*DATA TO EXAMINE*.
•••

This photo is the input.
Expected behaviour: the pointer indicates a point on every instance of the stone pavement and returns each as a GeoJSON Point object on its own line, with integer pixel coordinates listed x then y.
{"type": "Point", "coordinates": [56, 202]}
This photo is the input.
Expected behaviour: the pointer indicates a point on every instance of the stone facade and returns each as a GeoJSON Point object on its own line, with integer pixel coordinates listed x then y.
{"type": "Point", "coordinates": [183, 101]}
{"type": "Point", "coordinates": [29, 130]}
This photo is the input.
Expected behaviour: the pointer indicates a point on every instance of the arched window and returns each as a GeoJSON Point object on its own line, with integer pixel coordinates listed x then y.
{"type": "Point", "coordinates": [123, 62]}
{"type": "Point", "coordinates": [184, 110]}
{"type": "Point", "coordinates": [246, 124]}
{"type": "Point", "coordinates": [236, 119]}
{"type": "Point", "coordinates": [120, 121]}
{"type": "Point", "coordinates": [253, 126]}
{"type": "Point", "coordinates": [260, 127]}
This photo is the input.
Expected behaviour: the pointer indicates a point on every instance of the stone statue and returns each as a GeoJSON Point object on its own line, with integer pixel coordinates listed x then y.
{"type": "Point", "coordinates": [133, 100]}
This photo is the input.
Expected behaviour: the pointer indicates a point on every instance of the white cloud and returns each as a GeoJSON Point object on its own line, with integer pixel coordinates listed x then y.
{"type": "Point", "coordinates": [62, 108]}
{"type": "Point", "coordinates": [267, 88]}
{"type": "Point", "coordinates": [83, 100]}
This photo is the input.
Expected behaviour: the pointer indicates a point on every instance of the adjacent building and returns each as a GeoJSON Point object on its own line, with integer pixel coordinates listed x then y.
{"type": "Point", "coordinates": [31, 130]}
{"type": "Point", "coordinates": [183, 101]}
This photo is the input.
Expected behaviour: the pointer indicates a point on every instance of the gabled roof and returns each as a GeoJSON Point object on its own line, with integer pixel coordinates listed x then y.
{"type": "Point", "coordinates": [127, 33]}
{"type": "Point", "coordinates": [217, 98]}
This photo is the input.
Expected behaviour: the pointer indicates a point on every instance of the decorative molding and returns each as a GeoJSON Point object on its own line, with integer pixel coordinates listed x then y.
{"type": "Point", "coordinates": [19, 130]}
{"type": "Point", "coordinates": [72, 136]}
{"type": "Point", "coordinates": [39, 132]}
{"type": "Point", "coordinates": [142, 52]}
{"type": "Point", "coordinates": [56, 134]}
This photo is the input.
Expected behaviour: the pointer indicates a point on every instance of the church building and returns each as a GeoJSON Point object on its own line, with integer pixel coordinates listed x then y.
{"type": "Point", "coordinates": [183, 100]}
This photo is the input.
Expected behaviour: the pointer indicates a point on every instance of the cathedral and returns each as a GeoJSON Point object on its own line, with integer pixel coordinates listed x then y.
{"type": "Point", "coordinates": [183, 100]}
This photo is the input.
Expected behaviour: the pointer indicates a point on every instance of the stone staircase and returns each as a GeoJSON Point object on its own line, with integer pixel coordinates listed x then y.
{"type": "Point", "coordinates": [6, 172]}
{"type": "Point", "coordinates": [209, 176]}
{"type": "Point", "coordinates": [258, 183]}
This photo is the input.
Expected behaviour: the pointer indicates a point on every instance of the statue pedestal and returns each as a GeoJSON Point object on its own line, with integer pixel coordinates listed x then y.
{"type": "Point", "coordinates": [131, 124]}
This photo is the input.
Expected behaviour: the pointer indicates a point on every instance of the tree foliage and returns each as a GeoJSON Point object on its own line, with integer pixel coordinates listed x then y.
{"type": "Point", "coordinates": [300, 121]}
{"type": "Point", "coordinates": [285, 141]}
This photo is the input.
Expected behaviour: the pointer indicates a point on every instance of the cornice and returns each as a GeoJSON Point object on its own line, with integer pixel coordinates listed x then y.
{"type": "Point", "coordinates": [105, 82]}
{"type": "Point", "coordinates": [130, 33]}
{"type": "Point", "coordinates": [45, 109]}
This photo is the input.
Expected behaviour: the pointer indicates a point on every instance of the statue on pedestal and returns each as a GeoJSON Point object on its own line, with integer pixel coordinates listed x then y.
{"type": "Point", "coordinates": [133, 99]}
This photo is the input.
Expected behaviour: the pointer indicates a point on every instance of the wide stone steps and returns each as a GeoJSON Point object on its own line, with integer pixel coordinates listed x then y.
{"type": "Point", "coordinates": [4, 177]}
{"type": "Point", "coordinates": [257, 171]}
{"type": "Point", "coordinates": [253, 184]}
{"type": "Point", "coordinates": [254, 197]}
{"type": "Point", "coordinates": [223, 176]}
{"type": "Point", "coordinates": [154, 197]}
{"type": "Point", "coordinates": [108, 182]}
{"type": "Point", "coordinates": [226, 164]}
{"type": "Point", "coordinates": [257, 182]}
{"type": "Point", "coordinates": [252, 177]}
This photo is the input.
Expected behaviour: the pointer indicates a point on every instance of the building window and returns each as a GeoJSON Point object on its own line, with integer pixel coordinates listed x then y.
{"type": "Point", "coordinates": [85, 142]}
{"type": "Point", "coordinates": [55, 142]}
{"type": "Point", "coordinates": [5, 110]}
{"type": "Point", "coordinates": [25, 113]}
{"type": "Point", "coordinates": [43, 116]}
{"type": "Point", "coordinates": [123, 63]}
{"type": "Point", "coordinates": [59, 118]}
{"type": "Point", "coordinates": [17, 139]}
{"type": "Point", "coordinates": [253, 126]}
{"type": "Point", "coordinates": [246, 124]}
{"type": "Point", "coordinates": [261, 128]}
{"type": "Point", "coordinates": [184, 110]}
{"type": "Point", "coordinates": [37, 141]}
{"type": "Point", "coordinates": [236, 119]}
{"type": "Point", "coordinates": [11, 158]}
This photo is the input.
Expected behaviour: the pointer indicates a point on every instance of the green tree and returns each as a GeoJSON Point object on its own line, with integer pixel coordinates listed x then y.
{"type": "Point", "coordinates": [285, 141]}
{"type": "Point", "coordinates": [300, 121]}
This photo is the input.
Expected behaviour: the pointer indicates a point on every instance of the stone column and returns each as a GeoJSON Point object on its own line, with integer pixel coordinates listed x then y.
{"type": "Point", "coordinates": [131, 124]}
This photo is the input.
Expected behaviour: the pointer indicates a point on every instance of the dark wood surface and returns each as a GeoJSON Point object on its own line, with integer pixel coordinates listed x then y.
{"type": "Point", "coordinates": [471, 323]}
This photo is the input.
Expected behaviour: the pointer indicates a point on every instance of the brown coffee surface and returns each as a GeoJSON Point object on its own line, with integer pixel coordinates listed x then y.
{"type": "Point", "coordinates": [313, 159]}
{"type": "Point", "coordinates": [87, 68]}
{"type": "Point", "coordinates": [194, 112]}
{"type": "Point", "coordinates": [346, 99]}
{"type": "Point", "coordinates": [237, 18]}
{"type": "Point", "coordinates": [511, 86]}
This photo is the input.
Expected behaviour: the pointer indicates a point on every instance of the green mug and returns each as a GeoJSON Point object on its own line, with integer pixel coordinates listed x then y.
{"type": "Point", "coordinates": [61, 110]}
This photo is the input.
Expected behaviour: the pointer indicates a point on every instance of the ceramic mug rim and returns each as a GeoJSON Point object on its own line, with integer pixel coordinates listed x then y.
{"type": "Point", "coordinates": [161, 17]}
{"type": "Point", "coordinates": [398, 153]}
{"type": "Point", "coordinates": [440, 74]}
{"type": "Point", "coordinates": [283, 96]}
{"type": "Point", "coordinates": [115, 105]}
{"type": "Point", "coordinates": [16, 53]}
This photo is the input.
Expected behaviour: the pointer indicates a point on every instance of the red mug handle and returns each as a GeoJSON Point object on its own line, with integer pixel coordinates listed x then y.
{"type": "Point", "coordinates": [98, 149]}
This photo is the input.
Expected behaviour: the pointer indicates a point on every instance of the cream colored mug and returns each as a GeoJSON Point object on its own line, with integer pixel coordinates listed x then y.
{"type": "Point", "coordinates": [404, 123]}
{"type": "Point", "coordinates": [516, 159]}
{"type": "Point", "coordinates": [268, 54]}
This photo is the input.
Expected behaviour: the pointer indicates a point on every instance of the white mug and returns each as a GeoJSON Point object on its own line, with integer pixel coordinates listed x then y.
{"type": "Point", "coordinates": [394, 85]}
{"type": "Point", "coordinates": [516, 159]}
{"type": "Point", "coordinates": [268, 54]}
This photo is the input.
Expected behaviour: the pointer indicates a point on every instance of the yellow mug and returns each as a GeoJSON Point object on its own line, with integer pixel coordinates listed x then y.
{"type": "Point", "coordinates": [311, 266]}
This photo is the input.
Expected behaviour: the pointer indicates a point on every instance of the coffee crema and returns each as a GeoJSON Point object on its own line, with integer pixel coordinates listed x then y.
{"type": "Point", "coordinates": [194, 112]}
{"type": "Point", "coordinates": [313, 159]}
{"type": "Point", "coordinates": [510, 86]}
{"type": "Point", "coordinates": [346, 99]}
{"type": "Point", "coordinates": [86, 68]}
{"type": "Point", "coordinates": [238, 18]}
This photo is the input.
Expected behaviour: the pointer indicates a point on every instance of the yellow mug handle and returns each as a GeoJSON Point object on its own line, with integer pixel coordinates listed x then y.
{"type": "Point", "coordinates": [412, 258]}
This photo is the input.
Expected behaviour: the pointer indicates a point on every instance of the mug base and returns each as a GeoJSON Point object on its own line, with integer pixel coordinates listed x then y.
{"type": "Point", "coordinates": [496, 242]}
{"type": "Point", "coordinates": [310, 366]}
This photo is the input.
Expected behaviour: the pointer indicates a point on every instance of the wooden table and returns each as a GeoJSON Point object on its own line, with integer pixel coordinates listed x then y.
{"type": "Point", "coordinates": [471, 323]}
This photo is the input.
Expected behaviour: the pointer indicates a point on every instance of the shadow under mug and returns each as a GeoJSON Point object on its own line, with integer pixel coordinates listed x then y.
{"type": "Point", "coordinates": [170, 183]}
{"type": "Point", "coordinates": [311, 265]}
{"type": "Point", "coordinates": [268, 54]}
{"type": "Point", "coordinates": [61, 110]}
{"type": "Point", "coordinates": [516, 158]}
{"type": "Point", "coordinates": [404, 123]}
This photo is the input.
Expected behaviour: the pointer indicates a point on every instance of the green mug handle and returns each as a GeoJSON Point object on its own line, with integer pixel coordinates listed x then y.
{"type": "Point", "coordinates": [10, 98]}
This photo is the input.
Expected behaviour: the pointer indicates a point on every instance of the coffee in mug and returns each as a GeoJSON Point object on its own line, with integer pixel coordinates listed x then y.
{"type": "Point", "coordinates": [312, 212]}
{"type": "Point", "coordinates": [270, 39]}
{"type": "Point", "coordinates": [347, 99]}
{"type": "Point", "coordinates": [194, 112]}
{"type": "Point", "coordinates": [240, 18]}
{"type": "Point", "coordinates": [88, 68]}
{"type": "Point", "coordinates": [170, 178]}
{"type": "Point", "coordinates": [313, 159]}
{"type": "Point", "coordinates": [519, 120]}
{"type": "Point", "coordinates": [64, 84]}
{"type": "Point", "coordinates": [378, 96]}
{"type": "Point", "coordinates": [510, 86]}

•••

*EXERCISE*. In the listing above, find the line with "the coffee in" and set down that line and all after it exactly, through the final line.

*TASK RESPONSE*.
Expected behaviour: the pointer indicates a point on every instance of the coffee in mug and returns each as a GeoJSON Point object on its own line, with integer pixel coordinates listed x then y.
{"type": "Point", "coordinates": [312, 212]}
{"type": "Point", "coordinates": [270, 39]}
{"type": "Point", "coordinates": [347, 99]}
{"type": "Point", "coordinates": [194, 112]}
{"type": "Point", "coordinates": [240, 18]}
{"type": "Point", "coordinates": [88, 68]}
{"type": "Point", "coordinates": [170, 178]}
{"type": "Point", "coordinates": [313, 159]}
{"type": "Point", "coordinates": [519, 120]}
{"type": "Point", "coordinates": [64, 84]}
{"type": "Point", "coordinates": [378, 96]}
{"type": "Point", "coordinates": [510, 86]}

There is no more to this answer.